**Verilen görev a**: Aşağıdaki sayfada "Küçük Prens Koleksiyonerleri Röportaj Dizisi: Ruşen" sözlerini içeren yerden başla, "ile devam ediyoruz." sözlerinden sonra dur ve bu bölümü hiçbir şeyini değiştirmeden tekrarla.

Bir insan, bir mekan ve bir kitap:
Ruşen Özgür Özcan, Tayfa kitapkafe ve Küçük Prens

Küçük Prens Koleksiyonerleri Röportaj Dizisi: Ruşen Özgür Özcan
Küçük Prens koleksiyonerleri röportaj serimize Ankara’da bize Tayfa kitapkafe gibi bir ortam sağlayan Ruşen Özgür Özcan dostum ile devam ediyoruz.
Müdavimi olduğumuz Tayfa kitapkafe’de 2013 yılı ilkbaharında “Dünyanın Küçük Prens Kitapları Sergisi”ni açmıştık. İlk sergimizin açılmasında emeği geçen Ruşen, Tayfa kitapkafe ve dostlarının yeri bir başkadır.
Ruşen Özgür Özcan kimdir?

**Verilen görev b**: Kayıtları ilk satırdan başlayarak "top-left (321, 74), bottom-right (334, 263)" ifadesinin geçtiği satır dahil olmak üzere yeniden yaz. Bu satırlarda "metal pole" yerine "steel pole" koy ve geri kalan her şeyi olduğu gibi bırak.

**Kaynak malzeme**:
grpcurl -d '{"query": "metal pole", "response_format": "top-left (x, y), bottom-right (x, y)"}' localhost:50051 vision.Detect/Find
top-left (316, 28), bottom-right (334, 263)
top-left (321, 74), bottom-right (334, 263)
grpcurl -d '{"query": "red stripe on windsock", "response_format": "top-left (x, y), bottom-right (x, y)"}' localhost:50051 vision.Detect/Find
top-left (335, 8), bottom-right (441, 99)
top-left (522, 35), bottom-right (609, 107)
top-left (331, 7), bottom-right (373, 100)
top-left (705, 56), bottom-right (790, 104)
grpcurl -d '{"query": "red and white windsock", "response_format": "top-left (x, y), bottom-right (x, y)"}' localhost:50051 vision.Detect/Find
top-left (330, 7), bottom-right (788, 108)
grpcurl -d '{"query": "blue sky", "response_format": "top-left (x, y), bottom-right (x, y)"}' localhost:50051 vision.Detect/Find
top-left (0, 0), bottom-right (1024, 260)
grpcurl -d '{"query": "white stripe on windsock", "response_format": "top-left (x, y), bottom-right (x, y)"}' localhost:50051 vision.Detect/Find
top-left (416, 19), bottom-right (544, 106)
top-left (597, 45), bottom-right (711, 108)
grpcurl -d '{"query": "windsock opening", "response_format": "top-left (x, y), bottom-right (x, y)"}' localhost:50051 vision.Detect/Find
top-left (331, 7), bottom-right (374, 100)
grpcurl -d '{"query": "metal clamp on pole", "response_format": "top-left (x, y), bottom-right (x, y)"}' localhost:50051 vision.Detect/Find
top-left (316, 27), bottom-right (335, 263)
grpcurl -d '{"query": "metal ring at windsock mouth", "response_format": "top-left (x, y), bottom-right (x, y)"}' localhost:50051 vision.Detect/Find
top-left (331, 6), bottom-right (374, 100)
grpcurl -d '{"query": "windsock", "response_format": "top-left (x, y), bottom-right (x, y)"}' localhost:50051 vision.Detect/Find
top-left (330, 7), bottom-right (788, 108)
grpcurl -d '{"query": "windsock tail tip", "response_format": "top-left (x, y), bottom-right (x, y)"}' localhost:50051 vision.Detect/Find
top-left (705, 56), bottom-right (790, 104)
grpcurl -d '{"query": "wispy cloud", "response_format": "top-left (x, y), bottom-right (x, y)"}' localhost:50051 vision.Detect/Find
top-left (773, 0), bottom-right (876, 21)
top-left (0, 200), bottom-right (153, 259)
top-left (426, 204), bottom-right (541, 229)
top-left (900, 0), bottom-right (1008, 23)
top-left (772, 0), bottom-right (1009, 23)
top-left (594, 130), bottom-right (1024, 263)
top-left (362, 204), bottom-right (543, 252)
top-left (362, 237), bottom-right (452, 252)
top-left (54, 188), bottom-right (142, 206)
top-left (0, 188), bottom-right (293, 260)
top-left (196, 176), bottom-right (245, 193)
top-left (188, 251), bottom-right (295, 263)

**Doğru sonuç a**:
Küçük Prens Koleksiyonerleri Röportaj Dizisi: Ruşen Özgür Özcan
Küçük Prens koleksiyonerleri röportaj serimize Ankara’da bize Tayfa kitapkafe gibi bir ortam sağlayan Ruşen Özgür Özcan dostum ile devam ediyoruz.

**Doğru sonuç b**:
grpcurl -d '{"query": "steel pole", "response_format": "top-left (x, y), bottom-right (x, y)"}' localhost:50051 vision.Detect/Find
top-left (316, 28), bottom-right (334, 263)
top-left (321, 74), bottom-right (334, 263)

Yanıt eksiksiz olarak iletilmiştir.